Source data
# # # # #

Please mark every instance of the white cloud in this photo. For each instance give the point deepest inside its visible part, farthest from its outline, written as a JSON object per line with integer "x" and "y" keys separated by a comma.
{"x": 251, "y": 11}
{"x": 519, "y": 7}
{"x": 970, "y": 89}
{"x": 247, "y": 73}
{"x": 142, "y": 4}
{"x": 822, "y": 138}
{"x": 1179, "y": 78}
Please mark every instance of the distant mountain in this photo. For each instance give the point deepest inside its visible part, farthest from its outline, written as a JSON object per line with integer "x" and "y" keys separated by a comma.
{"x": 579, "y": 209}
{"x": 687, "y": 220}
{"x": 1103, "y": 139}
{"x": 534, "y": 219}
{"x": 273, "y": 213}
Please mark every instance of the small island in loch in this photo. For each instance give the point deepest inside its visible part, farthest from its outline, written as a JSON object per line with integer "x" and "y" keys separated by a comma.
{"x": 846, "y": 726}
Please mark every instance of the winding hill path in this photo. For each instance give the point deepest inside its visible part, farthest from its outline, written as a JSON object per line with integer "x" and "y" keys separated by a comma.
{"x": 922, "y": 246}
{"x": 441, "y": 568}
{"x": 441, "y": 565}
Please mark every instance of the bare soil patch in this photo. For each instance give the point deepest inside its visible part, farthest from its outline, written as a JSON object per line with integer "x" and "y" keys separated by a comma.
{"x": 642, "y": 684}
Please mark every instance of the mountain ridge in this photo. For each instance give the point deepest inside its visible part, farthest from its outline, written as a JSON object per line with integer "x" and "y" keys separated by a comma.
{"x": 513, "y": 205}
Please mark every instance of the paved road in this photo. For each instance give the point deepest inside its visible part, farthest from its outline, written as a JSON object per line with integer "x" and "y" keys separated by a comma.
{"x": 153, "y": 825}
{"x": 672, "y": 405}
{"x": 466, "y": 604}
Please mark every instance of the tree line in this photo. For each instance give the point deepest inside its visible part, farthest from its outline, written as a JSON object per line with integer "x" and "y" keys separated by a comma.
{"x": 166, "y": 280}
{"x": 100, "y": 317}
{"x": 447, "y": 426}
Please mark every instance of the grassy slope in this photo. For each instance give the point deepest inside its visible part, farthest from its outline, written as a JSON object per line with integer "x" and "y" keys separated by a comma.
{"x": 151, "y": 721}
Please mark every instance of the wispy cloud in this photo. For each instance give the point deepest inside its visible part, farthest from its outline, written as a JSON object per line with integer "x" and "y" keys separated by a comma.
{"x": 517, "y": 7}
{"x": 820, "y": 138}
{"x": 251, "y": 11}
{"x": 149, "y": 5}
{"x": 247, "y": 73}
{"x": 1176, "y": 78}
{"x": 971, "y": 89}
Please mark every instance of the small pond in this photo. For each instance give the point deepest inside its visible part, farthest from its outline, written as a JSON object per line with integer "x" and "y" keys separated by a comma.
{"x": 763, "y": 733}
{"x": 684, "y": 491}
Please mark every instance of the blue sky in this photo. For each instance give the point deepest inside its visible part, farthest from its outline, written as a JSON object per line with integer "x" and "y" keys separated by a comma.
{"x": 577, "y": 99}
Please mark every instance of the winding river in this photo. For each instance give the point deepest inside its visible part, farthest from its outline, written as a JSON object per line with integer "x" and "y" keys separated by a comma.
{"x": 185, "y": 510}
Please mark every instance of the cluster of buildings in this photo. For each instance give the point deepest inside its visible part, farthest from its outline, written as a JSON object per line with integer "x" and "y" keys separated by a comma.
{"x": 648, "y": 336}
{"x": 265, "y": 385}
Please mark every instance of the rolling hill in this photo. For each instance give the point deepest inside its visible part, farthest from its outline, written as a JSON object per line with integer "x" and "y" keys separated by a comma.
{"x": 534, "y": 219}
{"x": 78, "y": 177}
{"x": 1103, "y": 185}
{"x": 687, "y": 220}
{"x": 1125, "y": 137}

# # # # #

= WHAT THE TASK ASKS =
Extract all of the data exactly as written.

= WRITTEN SOLUTION =
Please mark every instance of the white cloud in this photo. For each instance give the point deepest inside its visible part, farthest from its outline, written as a JSON object per line with integer "x" and "y" keys separated by a comma.
{"x": 251, "y": 11}
{"x": 519, "y": 7}
{"x": 970, "y": 89}
{"x": 247, "y": 73}
{"x": 142, "y": 4}
{"x": 822, "y": 138}
{"x": 1179, "y": 78}
Please mark every instance of the distant mountain in this photo. For each instance give the point deepest inside its visible part, farthest from its outline, written as a JSON object per line with integer "x" and "y" keys separated by a comma.
{"x": 579, "y": 209}
{"x": 687, "y": 220}
{"x": 1103, "y": 139}
{"x": 534, "y": 219}
{"x": 273, "y": 213}
Please mark every instance of the small island in loch in this photo. For each instance give the point deepest inside its visible part, farthest from its outline, written as a JSON object per line with integer "x" and "y" keys separated by a comma.
{"x": 846, "y": 726}
Please mark every instance of the winding hill path in this photo. For each instance give the point deepest inside its visible part, farthest from its outline, written as a JSON object per line with integer "x" and "y" keys separated by a comma.
{"x": 922, "y": 246}
{"x": 441, "y": 568}
{"x": 441, "y": 565}
Please mark every instance of the bare soil patch in this photo. For each instance give the point deepest inside its visible part, farthest from its outline, written as a JSON object per line with integer "x" and "y" keys separated by a comma.
{"x": 642, "y": 684}
Please mark every instance of the mountain ridge in this photo. For each instance give the point deepest inside its visible part, farthest from its outline, written as a JSON object per line with integer "x" and "y" keys separated by a comma.
{"x": 513, "y": 205}
Please mark every instance of the paved road in this photo. For each instance give the point deepest inside its visible part, farthest from its outline, written as a JSON object per line with integer "x" and "y" keys separated by a comma.
{"x": 153, "y": 825}
{"x": 672, "y": 405}
{"x": 466, "y": 604}
Please mark every instance of the tree line in this photo. For each instance give the point deepest inside its visible part, farthest from its outline, written as a JSON object per line with integer "x" and "y" keys separated by a comma.
{"x": 166, "y": 280}
{"x": 100, "y": 317}
{"x": 447, "y": 426}
Please mark every instance of the grassy slope in this photo. For each instance give the point deepest inside its visible part, farthest from its outline, written as a JSON object per line with integer "x" and "y" keys separated by a comma.
{"x": 151, "y": 721}
Please mark every instance of the wispy cloud in this photo. For each instance give the point deepest inside its visible part, farthest from its outline, written as a JSON object per line with integer "x" and "y" keys separated by a comma.
{"x": 517, "y": 7}
{"x": 820, "y": 138}
{"x": 251, "y": 11}
{"x": 149, "y": 5}
{"x": 247, "y": 73}
{"x": 1176, "y": 78}
{"x": 971, "y": 89}
Please mark every instance of the small pond in this photo. For each instance give the point deepest inside its visible part, farthest from its outline, written as a JSON object per line with integer "x" and "y" keys separated by a comma.
{"x": 763, "y": 733}
{"x": 684, "y": 491}
Please mark every instance of the blue sky in this photo. For each instance give the point deepest inside its visible part, farthest from its outline, written as a JSON object per line with integer "x" and "y" keys separated by a comma.
{"x": 577, "y": 99}
Please mark every instance of the winding river in this photo. For each instance give the point deepest inside its visible part, farthest from its outline, written as a JSON object per line with integer "x" and "y" keys separated by a comma.
{"x": 185, "y": 510}
Please mark every instance of the cluster of buildings in this photo. For each instance give the point deepest inside its visible part, farthest from its outline, written as a JSON object per line with integer "x" and "y" keys separated by a comma.
{"x": 648, "y": 336}
{"x": 265, "y": 385}
Please mark every instance of the rolling hill in this photo. For each instance give the point deepest inside its visible part, farthest from its outline, written as a JSON object per line with integer "x" and "y" keys separated by a comma.
{"x": 534, "y": 219}
{"x": 78, "y": 177}
{"x": 1103, "y": 185}
{"x": 687, "y": 220}
{"x": 1125, "y": 137}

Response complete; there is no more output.